> [Exercise task 1]: Echo every line of the listing from its start down to the line containing "query: the noun phrase to segment: salted", keeping both ends.

> [Passage given]:
**********

Answering my own question to a limited degree:

On the referring page use href="example.com/calendar_path/xxx" where xxx is not a real file, but an argument for the calendar.

Set the page "path" on the calendar view to calendar_path/%, where % will substitute xxx in the referring page.

xxx is now available as an argument to the view. In order to extract the argument I did the following steps:

  • Click + next to Arguments
  • Add "taxonomy: term", then "add"
  • In "title" you can put include "%1" which will insert the first argument captured from % in the path (see above)
  • click "provide default argument"
  • in "Provide default argument options" click "PHP code"
  • insert the code: "return arg(1);" (without the quotes)
  • under "Validator options" choose "taxonomy term"
  • choose the taxonomy you need
  • various options after that, none of which applied to my situation
  • click "update default display"
  • don't forget to save the view!

**********

> [Data listing]:
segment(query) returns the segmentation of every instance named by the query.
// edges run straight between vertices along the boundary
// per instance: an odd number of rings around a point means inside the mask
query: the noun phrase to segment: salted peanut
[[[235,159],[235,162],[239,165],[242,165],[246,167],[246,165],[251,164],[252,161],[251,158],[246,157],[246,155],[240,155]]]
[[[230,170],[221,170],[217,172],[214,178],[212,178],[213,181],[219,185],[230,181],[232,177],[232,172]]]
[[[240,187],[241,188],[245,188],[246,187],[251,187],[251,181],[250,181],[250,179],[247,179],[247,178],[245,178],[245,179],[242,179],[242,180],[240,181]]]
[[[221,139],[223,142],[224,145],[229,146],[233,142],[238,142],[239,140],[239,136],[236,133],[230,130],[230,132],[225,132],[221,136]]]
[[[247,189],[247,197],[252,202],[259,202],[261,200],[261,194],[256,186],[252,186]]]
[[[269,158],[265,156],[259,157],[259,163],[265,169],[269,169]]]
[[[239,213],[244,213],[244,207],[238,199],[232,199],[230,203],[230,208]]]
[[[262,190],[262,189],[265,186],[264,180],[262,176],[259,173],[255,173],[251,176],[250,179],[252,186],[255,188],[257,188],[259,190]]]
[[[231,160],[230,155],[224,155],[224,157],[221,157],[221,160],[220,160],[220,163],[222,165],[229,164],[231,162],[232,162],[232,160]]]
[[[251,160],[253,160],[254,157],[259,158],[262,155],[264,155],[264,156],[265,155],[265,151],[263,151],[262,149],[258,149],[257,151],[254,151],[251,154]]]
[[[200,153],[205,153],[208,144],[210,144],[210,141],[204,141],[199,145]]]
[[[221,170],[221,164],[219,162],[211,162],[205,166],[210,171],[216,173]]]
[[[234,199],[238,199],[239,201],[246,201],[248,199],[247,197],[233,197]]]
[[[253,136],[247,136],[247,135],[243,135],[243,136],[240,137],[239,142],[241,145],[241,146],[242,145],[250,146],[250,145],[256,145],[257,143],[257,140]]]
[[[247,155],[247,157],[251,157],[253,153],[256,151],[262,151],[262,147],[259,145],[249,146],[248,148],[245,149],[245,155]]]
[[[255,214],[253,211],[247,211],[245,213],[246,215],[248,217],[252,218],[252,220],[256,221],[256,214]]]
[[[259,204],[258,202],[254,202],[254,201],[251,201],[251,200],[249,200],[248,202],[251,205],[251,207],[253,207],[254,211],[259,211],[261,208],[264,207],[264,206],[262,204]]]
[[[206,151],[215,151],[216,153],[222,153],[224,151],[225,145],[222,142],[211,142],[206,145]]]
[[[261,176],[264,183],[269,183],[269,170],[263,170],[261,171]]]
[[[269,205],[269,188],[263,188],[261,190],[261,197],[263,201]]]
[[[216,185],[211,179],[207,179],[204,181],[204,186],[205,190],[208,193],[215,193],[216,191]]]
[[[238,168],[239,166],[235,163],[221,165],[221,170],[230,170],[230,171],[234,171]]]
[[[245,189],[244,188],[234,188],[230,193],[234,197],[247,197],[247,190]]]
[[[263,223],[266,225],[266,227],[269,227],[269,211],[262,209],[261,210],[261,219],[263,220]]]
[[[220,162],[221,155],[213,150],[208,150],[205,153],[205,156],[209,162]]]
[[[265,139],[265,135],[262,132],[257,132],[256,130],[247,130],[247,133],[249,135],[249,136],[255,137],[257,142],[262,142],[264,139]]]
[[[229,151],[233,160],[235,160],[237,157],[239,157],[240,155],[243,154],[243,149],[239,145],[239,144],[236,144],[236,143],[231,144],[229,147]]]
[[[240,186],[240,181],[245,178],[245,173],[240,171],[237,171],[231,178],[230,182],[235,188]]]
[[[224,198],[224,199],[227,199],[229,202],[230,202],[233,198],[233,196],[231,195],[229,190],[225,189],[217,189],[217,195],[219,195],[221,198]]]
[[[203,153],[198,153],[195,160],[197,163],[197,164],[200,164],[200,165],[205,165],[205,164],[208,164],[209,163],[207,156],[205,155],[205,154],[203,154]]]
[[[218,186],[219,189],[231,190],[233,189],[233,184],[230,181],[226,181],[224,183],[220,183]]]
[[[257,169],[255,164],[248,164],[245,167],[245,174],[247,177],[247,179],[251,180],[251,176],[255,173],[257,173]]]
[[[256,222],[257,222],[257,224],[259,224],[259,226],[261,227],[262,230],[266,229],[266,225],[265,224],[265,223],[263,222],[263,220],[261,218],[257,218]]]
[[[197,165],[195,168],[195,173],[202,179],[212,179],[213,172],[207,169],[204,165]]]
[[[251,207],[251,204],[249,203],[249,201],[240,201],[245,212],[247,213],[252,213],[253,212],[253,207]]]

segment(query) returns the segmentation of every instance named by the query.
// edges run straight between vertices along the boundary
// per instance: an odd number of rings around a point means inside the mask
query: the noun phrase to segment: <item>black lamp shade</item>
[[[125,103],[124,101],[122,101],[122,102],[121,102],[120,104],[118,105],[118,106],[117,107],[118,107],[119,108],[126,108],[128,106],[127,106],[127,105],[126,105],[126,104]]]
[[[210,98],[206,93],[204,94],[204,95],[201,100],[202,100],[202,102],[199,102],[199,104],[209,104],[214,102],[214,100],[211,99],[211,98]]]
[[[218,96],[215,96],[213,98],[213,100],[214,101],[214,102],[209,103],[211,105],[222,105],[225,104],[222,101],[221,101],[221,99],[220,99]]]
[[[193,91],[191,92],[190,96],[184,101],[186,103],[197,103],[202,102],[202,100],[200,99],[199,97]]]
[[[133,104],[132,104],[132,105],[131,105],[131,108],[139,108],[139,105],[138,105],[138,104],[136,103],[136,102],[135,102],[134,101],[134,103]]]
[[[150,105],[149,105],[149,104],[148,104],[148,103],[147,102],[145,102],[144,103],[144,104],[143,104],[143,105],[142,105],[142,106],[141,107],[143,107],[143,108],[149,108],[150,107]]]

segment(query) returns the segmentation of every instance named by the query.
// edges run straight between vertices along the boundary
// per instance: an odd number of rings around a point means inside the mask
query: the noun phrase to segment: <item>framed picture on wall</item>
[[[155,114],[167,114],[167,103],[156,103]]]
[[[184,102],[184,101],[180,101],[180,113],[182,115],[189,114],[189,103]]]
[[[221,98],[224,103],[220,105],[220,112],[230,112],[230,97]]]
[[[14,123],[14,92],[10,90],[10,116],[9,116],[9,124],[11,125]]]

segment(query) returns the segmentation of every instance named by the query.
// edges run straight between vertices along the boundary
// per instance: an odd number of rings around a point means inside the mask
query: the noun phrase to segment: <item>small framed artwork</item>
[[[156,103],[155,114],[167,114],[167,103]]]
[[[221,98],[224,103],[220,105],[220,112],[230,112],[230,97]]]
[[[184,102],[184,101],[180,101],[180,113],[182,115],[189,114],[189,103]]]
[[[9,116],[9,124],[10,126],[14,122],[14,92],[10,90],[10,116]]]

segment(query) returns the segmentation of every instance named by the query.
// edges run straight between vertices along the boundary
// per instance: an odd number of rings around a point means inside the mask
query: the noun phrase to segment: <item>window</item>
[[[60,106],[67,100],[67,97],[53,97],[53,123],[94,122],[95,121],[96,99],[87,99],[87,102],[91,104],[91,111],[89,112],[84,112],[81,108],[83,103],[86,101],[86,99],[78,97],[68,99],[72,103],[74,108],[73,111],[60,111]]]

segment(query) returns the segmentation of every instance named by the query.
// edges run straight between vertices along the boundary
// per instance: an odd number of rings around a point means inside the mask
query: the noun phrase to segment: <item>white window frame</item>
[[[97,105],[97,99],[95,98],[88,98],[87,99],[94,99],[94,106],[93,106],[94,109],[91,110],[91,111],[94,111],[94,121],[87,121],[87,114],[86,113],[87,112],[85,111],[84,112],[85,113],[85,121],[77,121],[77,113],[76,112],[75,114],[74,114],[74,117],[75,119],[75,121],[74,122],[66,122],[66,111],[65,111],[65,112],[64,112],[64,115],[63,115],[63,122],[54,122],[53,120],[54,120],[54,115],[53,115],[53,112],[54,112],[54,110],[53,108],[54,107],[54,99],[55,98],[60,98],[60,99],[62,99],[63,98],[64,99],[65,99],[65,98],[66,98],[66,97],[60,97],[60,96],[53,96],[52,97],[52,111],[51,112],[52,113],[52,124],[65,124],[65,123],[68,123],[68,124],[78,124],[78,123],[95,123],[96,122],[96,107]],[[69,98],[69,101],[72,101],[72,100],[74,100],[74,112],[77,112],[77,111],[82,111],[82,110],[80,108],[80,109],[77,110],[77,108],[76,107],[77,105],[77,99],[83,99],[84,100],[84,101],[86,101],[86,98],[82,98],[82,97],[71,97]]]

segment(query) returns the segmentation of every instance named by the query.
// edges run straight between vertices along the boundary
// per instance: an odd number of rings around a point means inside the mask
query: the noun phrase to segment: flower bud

**********

> [Exercise task 2]: Continue the answer about passing an argument to a calendar view from the point where it stops.

> [Output 1]:
segment(query) returns the segmentation of every instance named by the query.
// edges run straight between vertices along the boundary
// per instance: an odd number of rings around a point means inside the mask
query: the noun phrase to segment: salted peanut

> [Output 2]:
The argument extracted from the referring href is now effectively a filter for this view!

This all worked for me. Your situation will probably need different settings.

What was not CLEAR in other doco's that I read was that the path containing the argument is not a real file system path. That confused the hell out of me. That path does NOT EXIST on the file system.

Another thing to watch is that the number 1 referred to by arg(1) in the PHP code is actually the 2nd item in the path, because PHP starts counting from zero. Therefore"calendar_path" in my example would have been arg(0)". That's not obvious if you aren't a coder.

When I was trying to figure this out I was told that I don't need the PHP snippet (by someone on irc), but I can't see how to do it without the PHP. Maybe someone else can tell me.